* BEGIN Source excerpt *

Thus hydraulic fluid from the drain of the second cylinder can be
conducted in the second switching position of the check valve
according to the invention from the second operating connection of
the switch valve through the check valve to the first operating
connection so that it can be used for filling the first cylinder.
Thus it is advantageously prevented that the hydraulic fluid first
has to be returned through the supply connection of the switch
valve which leads into the supply connection to a tank and only
then can be fed to the first cylinder through the supply connection
from the tank.
[0013] Thus, in the second switching position of the switch valve
hydraulic fluid for example from the GKS chamber of the connecting
rod can run through the second operating connection and further
through the opening check valve into an opening of the capture
element and can be fed to the MKS chamber of the connecting rod
through the first operating connection. However, the check valve
blocks in the direction of the GKS chamber so that the MKS chamber
is blocked against emptying. This way quick filling of the MKS
chamber is facilitated.
[0014] Simultaneously superfluous hydraulic fluid can run through
the supply connection in a direction towards the supply conduit in
a throttled manner when the volume of the GKS chamber is greater
than the volume of the MKS chamber.

* END Source excerpt *
* BEGIN Data excerpts *

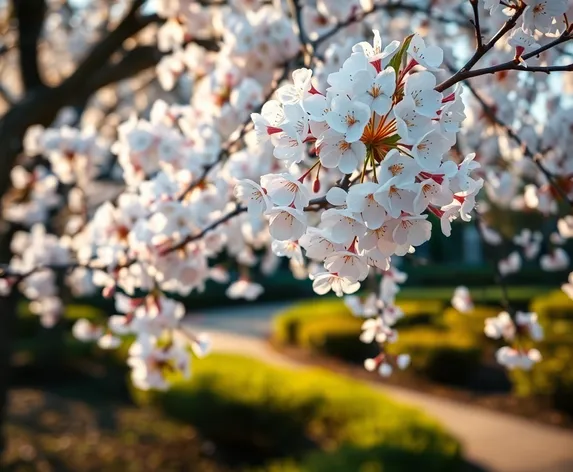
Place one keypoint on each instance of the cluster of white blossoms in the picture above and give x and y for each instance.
(345, 169)
(518, 330)
(160, 351)
(384, 130)
(381, 313)
(33, 251)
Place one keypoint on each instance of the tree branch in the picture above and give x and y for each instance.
(482, 51)
(534, 157)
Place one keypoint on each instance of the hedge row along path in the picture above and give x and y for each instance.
(491, 440)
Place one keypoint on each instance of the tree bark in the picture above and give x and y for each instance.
(40, 105)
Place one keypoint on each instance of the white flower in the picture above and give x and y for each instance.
(565, 227)
(343, 225)
(514, 359)
(522, 42)
(85, 331)
(347, 264)
(500, 326)
(529, 322)
(109, 341)
(361, 200)
(201, 344)
(335, 151)
(510, 265)
(430, 57)
(556, 261)
(420, 87)
(568, 287)
(412, 230)
(285, 190)
(269, 121)
(293, 93)
(325, 282)
(375, 90)
(318, 244)
(462, 300)
(286, 223)
(348, 117)
(429, 150)
(411, 124)
(540, 14)
(374, 329)
(253, 195)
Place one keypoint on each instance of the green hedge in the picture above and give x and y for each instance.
(472, 322)
(324, 422)
(553, 306)
(337, 337)
(337, 319)
(442, 356)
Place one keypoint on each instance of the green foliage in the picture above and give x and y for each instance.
(286, 325)
(337, 337)
(553, 306)
(442, 356)
(398, 60)
(336, 319)
(29, 324)
(243, 404)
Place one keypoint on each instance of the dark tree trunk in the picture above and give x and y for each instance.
(7, 328)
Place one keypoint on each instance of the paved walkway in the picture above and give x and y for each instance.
(492, 440)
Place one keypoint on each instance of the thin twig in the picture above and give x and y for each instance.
(534, 157)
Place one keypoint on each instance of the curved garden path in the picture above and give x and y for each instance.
(492, 440)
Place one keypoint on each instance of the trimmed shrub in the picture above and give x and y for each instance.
(472, 322)
(442, 356)
(337, 337)
(243, 404)
(551, 380)
(553, 306)
(288, 325)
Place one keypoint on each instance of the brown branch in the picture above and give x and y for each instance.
(476, 23)
(243, 130)
(512, 65)
(388, 7)
(534, 157)
(482, 51)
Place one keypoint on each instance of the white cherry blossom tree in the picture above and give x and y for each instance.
(328, 132)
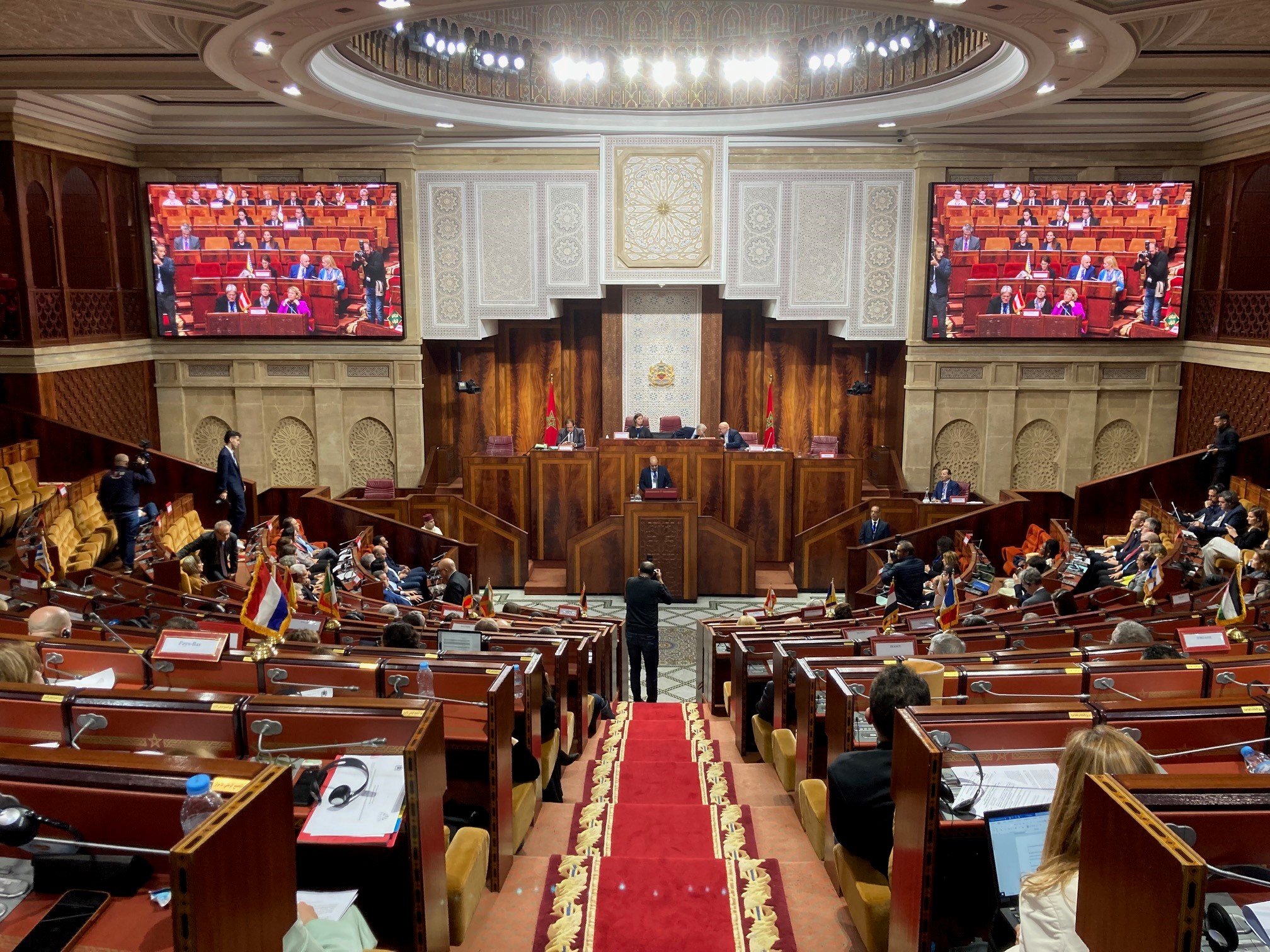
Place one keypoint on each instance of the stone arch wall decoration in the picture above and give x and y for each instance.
(371, 452)
(1116, 450)
(958, 447)
(207, 441)
(292, 453)
(1037, 448)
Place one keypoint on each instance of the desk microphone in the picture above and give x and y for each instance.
(87, 723)
(278, 674)
(164, 667)
(266, 728)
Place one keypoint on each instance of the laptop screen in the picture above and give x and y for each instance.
(1016, 838)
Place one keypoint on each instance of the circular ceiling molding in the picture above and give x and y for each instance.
(1015, 48)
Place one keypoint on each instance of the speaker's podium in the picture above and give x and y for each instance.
(663, 530)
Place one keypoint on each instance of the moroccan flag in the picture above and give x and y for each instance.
(1232, 609)
(947, 606)
(487, 601)
(770, 421)
(551, 434)
(266, 609)
(328, 601)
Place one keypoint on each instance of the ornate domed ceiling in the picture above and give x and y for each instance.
(670, 55)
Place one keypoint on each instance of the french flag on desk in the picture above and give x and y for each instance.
(266, 609)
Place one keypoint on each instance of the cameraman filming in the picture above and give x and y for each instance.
(370, 262)
(644, 592)
(1155, 281)
(120, 498)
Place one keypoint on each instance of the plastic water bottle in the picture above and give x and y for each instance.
(201, 803)
(1255, 762)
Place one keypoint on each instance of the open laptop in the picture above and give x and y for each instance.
(1015, 841)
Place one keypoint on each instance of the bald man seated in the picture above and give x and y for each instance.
(50, 621)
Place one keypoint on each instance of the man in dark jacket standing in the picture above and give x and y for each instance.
(644, 592)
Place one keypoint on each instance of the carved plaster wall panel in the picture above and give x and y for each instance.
(501, 246)
(838, 246)
(663, 208)
(662, 327)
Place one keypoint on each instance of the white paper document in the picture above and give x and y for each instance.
(328, 905)
(369, 815)
(1007, 786)
(102, 679)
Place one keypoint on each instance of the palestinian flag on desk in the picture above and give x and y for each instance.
(266, 609)
(1231, 608)
(328, 599)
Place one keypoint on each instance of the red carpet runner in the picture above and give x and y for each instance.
(661, 857)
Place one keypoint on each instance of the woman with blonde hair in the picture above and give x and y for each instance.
(1047, 902)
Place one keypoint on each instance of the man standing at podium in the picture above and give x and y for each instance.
(653, 477)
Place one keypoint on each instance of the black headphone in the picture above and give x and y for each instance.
(341, 796)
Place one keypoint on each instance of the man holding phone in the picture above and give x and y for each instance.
(644, 592)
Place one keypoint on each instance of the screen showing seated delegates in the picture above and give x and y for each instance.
(256, 259)
(1077, 261)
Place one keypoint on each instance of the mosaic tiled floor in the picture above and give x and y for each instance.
(677, 626)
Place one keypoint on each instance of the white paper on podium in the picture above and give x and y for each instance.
(372, 814)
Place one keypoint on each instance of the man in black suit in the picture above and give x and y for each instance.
(217, 550)
(572, 434)
(166, 290)
(655, 477)
(229, 482)
(874, 528)
(457, 586)
(227, 302)
(908, 574)
(859, 783)
(732, 438)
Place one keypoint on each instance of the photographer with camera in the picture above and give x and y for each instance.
(370, 262)
(120, 498)
(1155, 281)
(644, 592)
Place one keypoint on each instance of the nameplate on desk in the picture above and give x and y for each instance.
(1207, 640)
(183, 647)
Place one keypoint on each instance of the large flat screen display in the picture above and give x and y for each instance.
(276, 261)
(1073, 262)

* END Data excerpts *

**Your tasks:**
[a] Quote the switch valve passage, starting with "[0013] Thus, in" and going on through "the MKS chamber.".
[b] Answer these questions on the switch valve passage:
(i) Through which operating connection is hydraulic fluid fed to the MKS chamber of the connecting rod?
(ii) Against what does the check valve's blocking toward the GKS chamber protect the MKS chamber?
(iii) Under what condition does superfluous hydraulic fluid run through the supply connection toward the supply conduit in a throttled manner?
[c] Proceed with the switch valve passage from where it stops.
The entries above are separate material, apart from the switch valve passage.

**Answers by task:**
[a]
[0013] Thus, in the second switching position of the switch valve
hydraulic fluid for example from the GKS chamber of the connecting
rod can run through the second operating connection and further
through the opening check valve into an opening of the capture
element and can be fed to the MKS chamber of the connecting rod
through the first operating connection. However, the check valve
blocks in the direction of the GKS chamber so that the MKS chamber
is blocked against emptying. This way quick filling of the MKS
chamber is facilitated.
[0014] Simultaneously superfluous hydraulic fluid can run through
the supply connection in a direction towards the supply conduit in
a throttled manner when the volume of the GKS chamber is greater
than the volume of the MKS chamber.

[b]
(i) The first operating connection.
(ii) Emptying.
(iii) When the volume of the GKS chamber is greater than the volume of the MKS chamber.

[c]
[0015] Feeding hydraulic fluid to the MKS chamber through the first
operating connection of the switch valve can then be advantageously
performed in a throttled manner in order to facilitate a stable
function of the eccentrical element adjustment arrangement.
Throttling the first operating connection can also be
advantageously performed downstream of the switch valve.
[0016] However, in the first switching position of the switch valve
the check valve blocks in a direction towards the GKS chamber so
that hydraulic fluid from the MKS chamber cannot be run directly
into the GKS chamber of the connecting rod but is first run in a
throttled manner into the supply connection of the check valve and
thus into the supply connection of the connecting rod. The GKS
chamber can then only be filled through a replenishing of hydraulic
fluid through the supply conduit from the tank.
[0017] The first switching position for this connection of the
check valve with the eccentrical element adjustment arrangement
corresponds to a position with high compression
(.epsilon..sub.high) of the connecting rod, whereas the second
switching position corresponds to a position with low compression
(.epsilon..sub.low) of the connecting rod.
[0018] According to an advantageous embodiment the check valve can
be provided in the capture element. This way an advantageous
connection of the check valve with the operating connections of the
switch valve can be provided since the connections of the check
valve are adjusted by the capture element. This yields a very
compact configuration of the check valve which reduces space
requirement of the check valve in a connecting rod.
[0019] Alternatively, however, it is also possible to arrange the
check valve in the valve housing of the switch valve. This way the
capture element can be advantageously configured compact.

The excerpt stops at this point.